Material for the task:
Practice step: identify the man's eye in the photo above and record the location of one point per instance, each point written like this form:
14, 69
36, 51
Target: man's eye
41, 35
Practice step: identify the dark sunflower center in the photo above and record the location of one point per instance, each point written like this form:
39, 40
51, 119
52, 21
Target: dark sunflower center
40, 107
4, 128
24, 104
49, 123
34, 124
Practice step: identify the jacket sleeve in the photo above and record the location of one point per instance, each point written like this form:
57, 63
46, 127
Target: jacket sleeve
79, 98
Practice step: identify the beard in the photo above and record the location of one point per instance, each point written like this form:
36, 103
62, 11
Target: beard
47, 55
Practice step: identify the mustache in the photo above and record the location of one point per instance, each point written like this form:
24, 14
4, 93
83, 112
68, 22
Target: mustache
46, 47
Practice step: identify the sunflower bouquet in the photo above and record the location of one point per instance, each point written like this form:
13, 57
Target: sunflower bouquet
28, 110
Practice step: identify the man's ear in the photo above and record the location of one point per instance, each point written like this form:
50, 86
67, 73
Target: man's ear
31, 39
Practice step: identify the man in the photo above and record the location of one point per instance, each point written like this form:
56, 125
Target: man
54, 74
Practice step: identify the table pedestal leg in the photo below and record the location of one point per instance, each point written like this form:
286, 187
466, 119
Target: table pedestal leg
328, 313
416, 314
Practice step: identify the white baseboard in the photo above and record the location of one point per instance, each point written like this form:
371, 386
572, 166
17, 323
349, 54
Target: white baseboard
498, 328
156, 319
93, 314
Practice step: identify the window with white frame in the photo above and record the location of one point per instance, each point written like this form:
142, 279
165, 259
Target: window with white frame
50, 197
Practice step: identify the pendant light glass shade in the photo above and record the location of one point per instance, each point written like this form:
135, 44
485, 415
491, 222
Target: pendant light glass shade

Work to be completed: Copy out all of the records above with nothing altered.

Solution for this task:
Practice step: identify the man's eye in the photo above and record the location of one point per instance, each point written like this form:
14, 69
36, 51
Target: man's eye
41, 35
Practice step: identify the dark sunflower center in the photo above and record the location of one point per instance, each point written like this form:
39, 40
51, 119
52, 21
Target: dark sunflower center
40, 107
4, 128
24, 104
49, 123
34, 124
Practice step: identify the jacket sleeve in the photo above and record the location of one point per instance, each point written like this form:
57, 63
46, 127
Target: jacket sleeve
79, 98
Practice step: identify the beard in the photo above and record the location of one point per instance, each point written like this form:
36, 103
62, 11
Target: beard
47, 55
Practice step: identify the mustache in the photo above and record the location of one point per instance, each point written like this form:
24, 14
4, 93
83, 112
68, 22
Target: mustache
46, 47
Practice step: identify the sunflower bouquet in the photo above and record the location of one point per instance, each point written like this form:
13, 57
Target: sunflower bouquet
28, 110
Practice step: identify the man's ear in the photo above and record the location of one point per instance, each point written like this form:
50, 86
67, 73
Target: man's ear
31, 39
Practice step: identify the man in the photo above and record the location of one point per instance, each point written like this form:
56, 125
Target: man
54, 74
Practice step: identify the table pedestal leg in the photo below and record the location of one point per instance, each point written like this form:
286, 187
466, 119
Target: table pedestal leg
328, 313
416, 314
Practice step: identify the white baseboard in the photo above and record the location of one point per instance, each point written like this form:
371, 386
572, 166
17, 323
349, 54
Target: white baseboard
498, 328
156, 319
93, 314
Practice step: identify the window with white frame in the photo above and record the location of one point per instance, each point written like this form:
142, 279
165, 259
Target: window with white frame
50, 197
Practice step: identify the pendant light glass shade in the photo above and record the location of one point per instance, each point written like this form:
135, 44
485, 415
491, 222
Target: pendant light glass shade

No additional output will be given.